[Begin RECORDS FOR THE EXERCISE]

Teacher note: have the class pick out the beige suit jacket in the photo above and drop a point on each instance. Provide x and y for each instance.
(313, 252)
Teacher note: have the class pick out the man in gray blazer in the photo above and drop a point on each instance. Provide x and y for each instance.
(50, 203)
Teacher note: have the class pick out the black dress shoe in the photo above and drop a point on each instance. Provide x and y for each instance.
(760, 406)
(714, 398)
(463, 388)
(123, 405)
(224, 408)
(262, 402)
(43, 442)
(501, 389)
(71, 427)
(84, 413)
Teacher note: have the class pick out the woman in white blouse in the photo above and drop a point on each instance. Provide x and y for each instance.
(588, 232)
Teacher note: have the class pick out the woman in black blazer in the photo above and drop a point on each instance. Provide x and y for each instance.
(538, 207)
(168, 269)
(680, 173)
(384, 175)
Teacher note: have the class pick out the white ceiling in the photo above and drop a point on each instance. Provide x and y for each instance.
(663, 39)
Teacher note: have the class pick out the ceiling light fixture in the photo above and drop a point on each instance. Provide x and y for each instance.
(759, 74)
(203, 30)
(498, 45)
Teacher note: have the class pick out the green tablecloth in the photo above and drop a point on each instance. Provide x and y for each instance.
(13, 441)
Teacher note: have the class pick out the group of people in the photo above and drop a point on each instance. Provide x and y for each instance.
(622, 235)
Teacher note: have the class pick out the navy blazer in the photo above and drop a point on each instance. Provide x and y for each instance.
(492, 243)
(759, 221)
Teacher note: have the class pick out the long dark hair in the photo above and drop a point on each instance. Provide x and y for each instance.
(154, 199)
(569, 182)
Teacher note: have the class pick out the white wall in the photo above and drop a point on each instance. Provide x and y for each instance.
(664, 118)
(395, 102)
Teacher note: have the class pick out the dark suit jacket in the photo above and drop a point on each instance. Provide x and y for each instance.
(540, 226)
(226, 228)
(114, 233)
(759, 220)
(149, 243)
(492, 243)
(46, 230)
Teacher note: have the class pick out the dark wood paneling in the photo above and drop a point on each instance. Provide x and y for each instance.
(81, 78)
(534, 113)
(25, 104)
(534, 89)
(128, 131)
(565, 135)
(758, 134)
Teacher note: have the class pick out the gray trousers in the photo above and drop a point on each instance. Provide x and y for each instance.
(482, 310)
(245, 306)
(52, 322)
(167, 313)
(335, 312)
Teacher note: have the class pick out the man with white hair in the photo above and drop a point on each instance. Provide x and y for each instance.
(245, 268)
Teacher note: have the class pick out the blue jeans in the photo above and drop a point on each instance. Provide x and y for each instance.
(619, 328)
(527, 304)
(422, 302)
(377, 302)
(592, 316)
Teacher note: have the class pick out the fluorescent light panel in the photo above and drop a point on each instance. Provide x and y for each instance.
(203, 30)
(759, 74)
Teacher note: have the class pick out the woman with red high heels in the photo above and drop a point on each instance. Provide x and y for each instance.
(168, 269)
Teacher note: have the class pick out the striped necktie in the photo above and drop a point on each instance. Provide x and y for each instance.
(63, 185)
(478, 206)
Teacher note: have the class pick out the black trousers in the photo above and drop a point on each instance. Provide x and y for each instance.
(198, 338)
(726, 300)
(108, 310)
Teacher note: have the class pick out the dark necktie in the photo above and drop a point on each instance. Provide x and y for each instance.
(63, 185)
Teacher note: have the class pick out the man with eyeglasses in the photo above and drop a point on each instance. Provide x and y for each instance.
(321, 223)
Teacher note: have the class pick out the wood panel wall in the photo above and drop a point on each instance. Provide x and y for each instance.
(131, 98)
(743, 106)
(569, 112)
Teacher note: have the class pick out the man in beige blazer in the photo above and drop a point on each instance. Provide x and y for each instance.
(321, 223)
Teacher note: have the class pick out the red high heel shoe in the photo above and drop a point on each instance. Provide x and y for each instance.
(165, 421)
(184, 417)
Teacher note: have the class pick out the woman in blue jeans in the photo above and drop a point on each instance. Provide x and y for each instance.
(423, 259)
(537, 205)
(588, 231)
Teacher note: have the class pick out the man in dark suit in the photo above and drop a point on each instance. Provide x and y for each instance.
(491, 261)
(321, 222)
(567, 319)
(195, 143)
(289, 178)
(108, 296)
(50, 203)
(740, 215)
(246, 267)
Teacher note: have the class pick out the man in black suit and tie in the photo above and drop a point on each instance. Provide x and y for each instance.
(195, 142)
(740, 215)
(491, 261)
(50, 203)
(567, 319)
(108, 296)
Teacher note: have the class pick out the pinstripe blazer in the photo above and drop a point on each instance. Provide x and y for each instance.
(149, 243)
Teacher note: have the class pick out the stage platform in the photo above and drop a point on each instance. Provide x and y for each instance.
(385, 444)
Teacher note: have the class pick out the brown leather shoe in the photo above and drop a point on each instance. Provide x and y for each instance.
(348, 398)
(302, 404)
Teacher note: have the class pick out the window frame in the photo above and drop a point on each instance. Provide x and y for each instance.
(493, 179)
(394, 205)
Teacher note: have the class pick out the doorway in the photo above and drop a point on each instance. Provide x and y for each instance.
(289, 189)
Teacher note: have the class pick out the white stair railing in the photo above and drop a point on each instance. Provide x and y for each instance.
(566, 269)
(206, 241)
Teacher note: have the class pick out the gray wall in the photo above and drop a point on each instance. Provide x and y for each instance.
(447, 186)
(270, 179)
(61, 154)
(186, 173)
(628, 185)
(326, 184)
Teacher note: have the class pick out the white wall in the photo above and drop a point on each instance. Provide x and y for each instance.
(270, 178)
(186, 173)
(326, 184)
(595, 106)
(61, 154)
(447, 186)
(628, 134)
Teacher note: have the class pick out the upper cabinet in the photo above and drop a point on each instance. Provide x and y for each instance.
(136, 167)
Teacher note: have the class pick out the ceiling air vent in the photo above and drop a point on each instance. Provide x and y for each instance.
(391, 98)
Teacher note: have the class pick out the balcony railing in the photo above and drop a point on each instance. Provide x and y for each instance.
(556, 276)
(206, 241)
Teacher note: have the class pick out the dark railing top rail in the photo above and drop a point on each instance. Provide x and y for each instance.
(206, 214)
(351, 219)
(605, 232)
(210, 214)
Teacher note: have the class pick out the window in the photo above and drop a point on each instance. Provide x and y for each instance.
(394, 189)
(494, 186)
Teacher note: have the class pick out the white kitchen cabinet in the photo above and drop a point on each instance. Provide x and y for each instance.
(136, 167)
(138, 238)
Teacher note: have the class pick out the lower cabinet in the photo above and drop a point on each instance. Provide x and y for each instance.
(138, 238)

[End RECORDS FOR THE EXERCISE]

**DIRECTIONS FOR THIS TASK:** Go through the records above and retype each one exactly.

**WRITTEN ANSWER:**
Teacher note: have the class pick out the beige suit jacket in the photo above and drop a point on each instance. Provide x and y for each instance.
(313, 252)
Teacher note: have the class pick out the man in gray blazer in the photo above and drop a point on each instance. Provide x and y for each instance.
(50, 203)
Teacher note: have the class pick out the black dress shoe in the photo above and drop a point on each instance. Provide x and y for each instance.
(760, 406)
(714, 398)
(463, 388)
(123, 405)
(224, 408)
(262, 402)
(43, 442)
(501, 389)
(71, 427)
(84, 413)
Teacher note: have the class pick out the woman in white blouse in the photo above and drop a point on each instance. Provide x and y for each instance.
(588, 232)
Teacher note: have the class pick out the woman in black blazer in the photo above and drop a point on each instance. Provide x and y for each instance.
(538, 207)
(168, 269)
(680, 173)
(384, 175)
Teacher note: have the class pick out the white ceiling in the photo above and drop a point on each instance. Provide x and y for each instance.
(663, 39)
Teacher note: have the class pick out the ceiling light fixture in the photo above and drop a point on each instance. Provide x and y for each instance.
(759, 74)
(203, 30)
(498, 45)
Teacher note: have the class pick out the green tablecloth in the photo above and drop a point on each instance. Provide x and y for each instance.
(13, 441)
Teacher note: have the class pick out the group of people in the photo above and drop a point on each instance. Provide x and y for each instance.
(622, 235)
Teacher note: have the class pick out the navy blazer in the photo above and drop a point on each instance. Provide x and y for each instance.
(492, 243)
(759, 221)
Teacher note: have the class pick out the long dark hair in the photo above and drop a point on each instance. Provide x and y for each instance.
(154, 199)
(569, 182)
Teacher note: have the class pick out the white wall in the photo above and drop a point on each instance. Provide x and y for each instance.
(664, 118)
(395, 102)
Teacher note: have the class pick out the dark suit jacket in the photo above and drop a point on each instance. Provide x and y for each instance.
(540, 226)
(226, 228)
(114, 233)
(759, 220)
(149, 243)
(492, 243)
(46, 230)
Teacher note: have the class pick out the dark wood paneling in the photo above and drop a point on each instance. Provide x and y for each instance.
(81, 78)
(534, 113)
(25, 104)
(534, 89)
(128, 131)
(565, 135)
(758, 134)
Teacher note: have the class pick out the gray trousers in the photo above and drop a point on each instance. Provide x and y for each instance.
(482, 310)
(245, 306)
(52, 322)
(167, 313)
(335, 312)
Teacher note: have the class pick out the man with white hair in the photo above and drop a point on each instance. Provide x and y for each instance.
(245, 268)
Teacher note: have the class pick out the blue jeans in the photo above and drop a point on each instance. Provide x and y for each instance.
(619, 328)
(527, 304)
(422, 302)
(377, 302)
(592, 316)
Teacher note: have the class pick out the fluorescent light panel in the photo above and drop a point on each instance. Provide x and y for each instance.
(203, 30)
(759, 74)
Teacher note: have the class pick out the woman with red high heels in the photo above and drop a point on each instance. Provide x and y for each instance.
(168, 269)
Teacher note: have the class pick out the striped necktie in the photo above and drop a point on each instance. Provide x and y for each instance.
(63, 185)
(478, 206)
Teacher note: have the class pick out the black trousers in the photo above and drop a point on each instance. Provide x and y for each instance.
(198, 338)
(726, 300)
(108, 310)
Teacher note: have the class pick out the dark necktie in the photo above and drop a point on each instance. Provide x and y for each instance.
(63, 185)
Teacher note: have the class pick out the man with eyeglasses in the photo above and drop a point on each instance. Provide x and y for each instance.
(321, 223)
Teacher note: have the class pick out the wood panel wall in the photo above and drop a point on each instance. Provide x and y for each instance.
(131, 98)
(743, 106)
(569, 112)
Teacher note: have the class pick out the man in beige blazer in the photo above and drop a point on each instance. Provide x and y for each instance.
(321, 223)
Teacher note: have the class pick out the red high heel shoe in the photo above and drop a point on each instance. Provide x and y for each instance.
(165, 421)
(184, 417)
Teacher note: have the class pick out the woman in blue jeans in the photo above and drop a point on each instance. Provide x and y for each instance.
(423, 259)
(537, 205)
(588, 231)
Teacher note: have the class pick out the man in dark suit in the photo above and drop a point on each instance. Provide x and y for each instance.
(491, 261)
(321, 222)
(567, 319)
(195, 143)
(289, 178)
(108, 296)
(50, 203)
(740, 215)
(246, 267)
Teacher note: have the class pick out the man in black suit and tie in the photo above and drop a point on each instance. Provide x and y for each instance.
(195, 142)
(740, 215)
(491, 261)
(50, 203)
(567, 319)
(108, 296)
Teacher note: have the class pick out the pinstripe blazer in the photo above and drop a point on each instance. Provide x and y for each instance.
(149, 243)
Teacher note: have the class pick out the stage platform in the photo above and drop a point on each instance. Provide x and y for each instance.
(385, 444)
Teacher note: have the class pick out the brown leather shoe in the photo above and drop a point on each instance. Provide x and y for each instance.
(348, 398)
(302, 404)
Teacher note: have the class pick out the window frame in the photo above and drop a point on each instance. Provide x and y for each instance.
(493, 179)
(394, 205)
Teacher note: have the class pick out the doorway in the photo above and drop a point on each instance. Provide x and y for each instance.
(289, 189)
Teacher note: have the class pick out the white stair railing in the photo above and drop a point on each instance. Provide x and y for each instance.
(566, 269)
(206, 241)
Teacher note: have the class pick out the gray wall in the photo above and drop a point on each instance. Provide x and y for each instance.
(447, 186)
(270, 179)
(61, 154)
(186, 173)
(628, 185)
(326, 184)
Teacher note: have the class pick out the white wall in the photo above and drop a point on each instance. Provide x and y for each instance.
(270, 178)
(186, 173)
(326, 184)
(595, 106)
(61, 154)
(447, 186)
(628, 134)
Teacher note: have the class pick out the upper cabinet in the photo above and drop a point on each instance. Provide x and y for each instance.
(136, 167)
Teacher note: have the class pick out the ceiling air vent in the photo above and drop a point on each instance. Provide x and y for each instance.
(391, 98)
Teacher note: have the class pick out the balcony railing in the photo above and drop a point on each instance. Provide x and y for each instance.
(556, 276)
(206, 241)
Teacher note: have the class pick out the dark railing top rail in the photo above and drop a point on each instance. Provide x and y for each instance.
(206, 214)
(351, 219)
(605, 232)
(210, 214)
Teacher note: have the class pick out the window in the photo above and drop a point on each instance. Provide x and y for each instance.
(394, 189)
(494, 186)
Teacher note: have the class pick out the white kitchen cabinet in the photo above and drop a point on each instance. Provide x and y for each instance.
(136, 167)
(138, 238)
Teacher note: have the class pick out the lower cabinet in the photo above and drop a point on each instance. Provide x and y for each instance.
(138, 238)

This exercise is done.